### Requests
1. Edit the Santosh Trophy history, giving everything from "HOW IT ALL BEGAN" down to "Control Board (ASCB)." with "zonal basis" changed to "regional basis".
2. Continue the Santosh Trophy history from the point where it stops.

### Quoted text
In the 20th century, the Santosh Trophy was the most prestigious trophy in Indian football. International selection was based on performances in these senior national championships. Rookie forwards Tulsidas Balaram and Zulfiqar were selected for the 1956 Melbourne Olympics based on their outstanding performances in the 1956 senior national championships in Trivandrum, which Hyderabad won for the first time beating Bombay 4-1 in the final. In contrast, the 66th Santosh trophy final to be held at Cuttack on May 29, 2012 between Services (champions in 1960) and Tamil Nadu (runners up in 1972) lacks glamour and status. At present, the Santosh Trophy is just a stepping stone for entry into an I-League club, nothing else. However, below are glimpses of the Santosh’s Trophy’s glorious history.
HOW IT ALL BEGAN
In the fifth annual general body meeting of the AIFF, at the Cricket Club of Bombay on 27 January 1941, a decision was made through which we saw the birth of the inter-state championships in the same year, but on a zonal basis, to cut down on expenditure. The winners of each zone would play in the final rounds. The winning team would get the Santosh trophy, valued in those days for the princely sum of Rs. 2,000.
In the inaugural year, 13 teams participated and were divided according to geographical zones, as follows:
Zone A: North West Frontier Province (NWFP, now in Pakistan), North West Indian Football Association (NWIFA-a region also now in Pakistan) and Army Sports Control Board (ASCB).

Picture region annotation data:

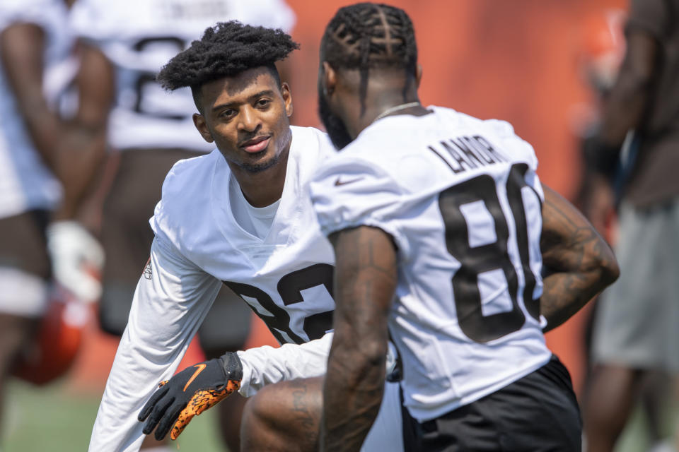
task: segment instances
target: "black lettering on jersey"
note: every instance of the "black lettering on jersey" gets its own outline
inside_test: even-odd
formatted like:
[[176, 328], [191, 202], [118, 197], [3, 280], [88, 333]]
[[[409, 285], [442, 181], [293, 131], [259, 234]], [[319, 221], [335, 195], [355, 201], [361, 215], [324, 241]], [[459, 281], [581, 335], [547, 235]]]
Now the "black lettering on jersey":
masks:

### Expected responses
1.
HOW IT ALL BEGAN
In the fifth annual general body meeting of the AIFF, at the Cricket Club of Bombay on 27 January 1941, a decision was made through which we saw the birth of the inter-state championships in the same year, but on a regional basis, to cut down on expenditure. The winners of each zone would play in the final rounds. The winning team would get the Santosh trophy, valued in those days for the princely sum of Rs. 2,000.
In the inaugural year, 13 teams participated and were divided according to geographical zones, as follows:
Zone A: North West Frontier Province (NWFP, now in Pakistan), North West Indian Football Association (NWIFA-a region also now in Pakistan) and Army Sports Control Board (ASCB).

2.
Zone B: Delhi, Rajputana and Sind
Zone C: Bengal (IFA), Dacca (now part of Bangladesh), Bihar and U.P.
Zone D: Madras, Mysore and Western India Football Association (WIFA-the controlling body of the game in Bombay).
The zone winners qualified for the final, held in Calcutta. Bengal won the inaugural tournament beating Delhi 5-1. The best match was between Bengal and Bombay (WIFA) in the semi finals. Bombay fielded two English professionals, Hill and Langton, both of whom had played for Blackburn Rovers. Bengal won by a solitary goal, scored by left winger Pat D’Mellow direct from a corner kick.
All of India’s illustrious forwards from Mewa Lal to Baichung Bhutia have played in the senior national football championships for the Santosh Trophy and scored memorable goals. Yet one of the best goals ever scored is not by the skillful Chuni Goswami, T. Balaram or Inder Singh or sharp-shooters like P.K. Banerjee, Zulfiqar, Moin or Sukalayan Ghosh Dastidar, but surprisingly by an international defender Arun Ghosh. In the 1960 Calicut Nationals, the mighty Bengal was struggling against the tenacious Assam in the quarter-finals. The match-winner was like a bolt from the blue. The Assam defence partially cleared a Bengal attack and as the high ball was landing, Arun Ghosh, facing his own goal, executed an acrobatic scissors volley that brooked no denial. He never scored such a breathtaking goal again.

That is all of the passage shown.